EXTRAIT DE TEXTE:
##############################
Comment protéger les victimes de violences conjugales alors que commence le déconfinement ? La question se pose alors que des places d'hébergement d'urgence avaient été ouvertes ces derniers mois, dans le contexte de l'épidémie de coronavirus. En Rhône Alpes, l’association VIFFIL (Violences Intra Familiales Femmes Informations Liberté) SOS Femmes a ainsi géré 33 situations d’urgences en un mois et demi, entre le 16 mars et le 26 avril : c’est deux fois plus que la moyenne de l’an dernier.

"J'ai senti qu'il allait me faire très mal"

Pour faire face à cette afflux de situations d’urgence, très souvent aggravées par le confinement, l’Etat a ouvert un centre de 60 places spécialement dédié à l'accueil des femmes qui ont fui un conjoint violent et de leurs enfants, au sein de la métropole de Lyon la Sentinelle. Cela fait un mois que Mila est hébergée à la Sentinelle, un soulagement après un mois enfermée dans un studio avec son mari. "Il m’a fait beaucoup de mal", confie-t-elle. "Plus le confinement avançait plus il était énervé, il criait m’insultait. J’ai eu très peur j’ai senti qu’il allait me faire très mal."

Depuis, Mila a sa chambre dédiée dans un centre dont l’adresse reste anonyme. Protégée par un portail sécurisé et les rondes des veilleurs de nuit, elle se sent soulagée et a de moins en moins de terreurs nocturnes, notamment grâce au suivi d’une psychologue. Mais elle le sait : le répit sera de courte durée. "Le 31 mai, le centre doit fermer et je dois trouver une solution", témoigne-t-elle. "Je n’ai pas de ressources, pas d’emploi, j’aimerais m’installer dans un logement stable avec un travail, à l’abri du danger de mon mari."
##############################
EXTRAIT DE DONNÉES:
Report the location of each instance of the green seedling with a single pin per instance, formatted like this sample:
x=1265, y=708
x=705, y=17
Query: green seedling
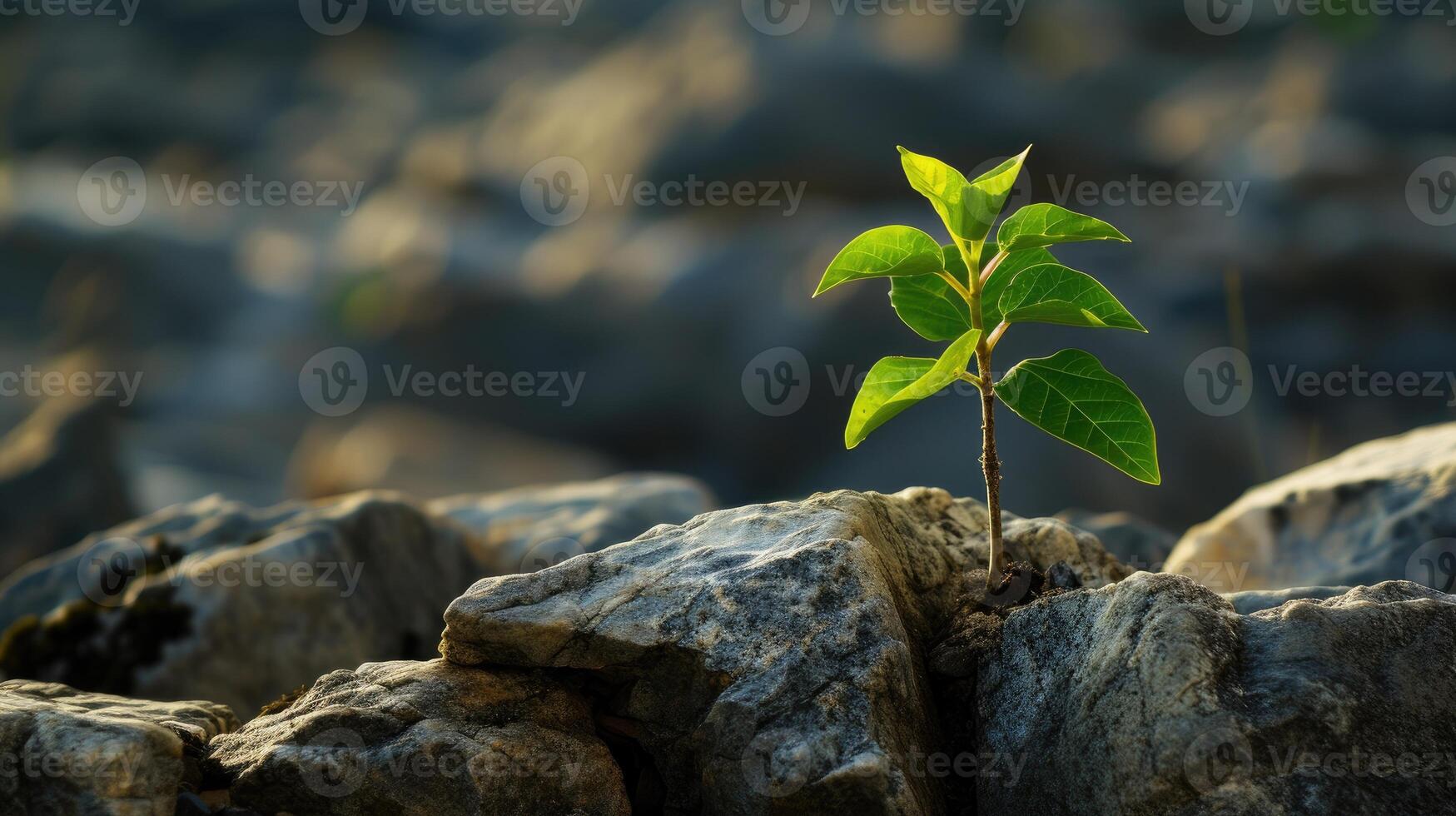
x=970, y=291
##############################
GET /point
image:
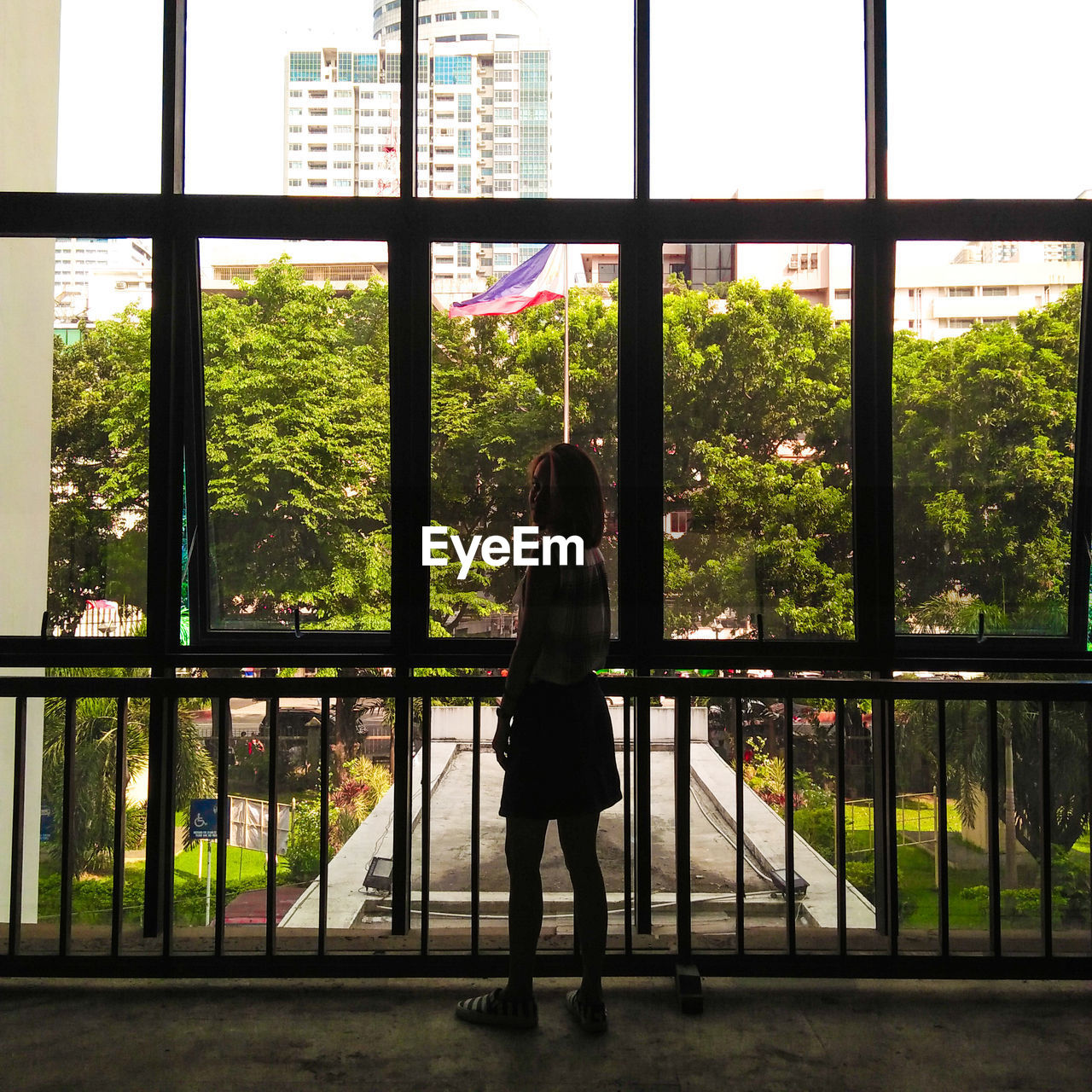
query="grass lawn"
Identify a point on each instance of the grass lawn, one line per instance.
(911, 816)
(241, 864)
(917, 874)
##############################
TÂCHE À RÉALISER: Poursuivez l'article sur l'hébergement d'urgence des victimes de violences conjugales à Lyon, en reprenant juste après sa dernière phrase.

RÉSULTAT DE LA TÂCHE:
"On cherche des solutions de relogement"

Malika Benzineb, en charge de ce centre éphémère pour l’association Le Mas, continue elle d’accueillir des femmes, avec une nouvelle entrée lundi, jour du déconfinement. "Il est hors de question que des femmes se retrouvent à la rue quand on devra fermer ce centre, parce que ce serait les renvoyer chez leurs bourreaux", explique la responsable, qui se bat pour pérenniser la structure. 

"On cherche des solutions de relogement depuis 15 jours, mais pour le moment je ne peux pas dire à chacune de ces femmes où est elle pourra aller après", déplore-t-elle. La métropole de Lyon s’est engagée à créer 1.500 hébergements pour les sans-abris avec des places dédiés aux femmes victimes de violences conjugales.

De nouvelles demandes après le déconfinement ? 

Les associations de protection des femmes espèrent maintenant un engagement fort du gouvernement. Et au-delà de la situation de celles déjà prises en charge pendant le confinement, l’inquiétude de Françoise Brié Directrice générale de la Fédération Nationale Solidarité Femmes (FNSF) est de ne pas pouvoir quantifier le nombre de femmes qui n’ont pas pu se manifester "du fait de la surveillance de leur agresseur et de l’augmentation des violences". "On pourrait faire face à une évolution des demandes de mise à l’abri dans les jours et semaines qui suivront le déconfinement", estime-t-elle.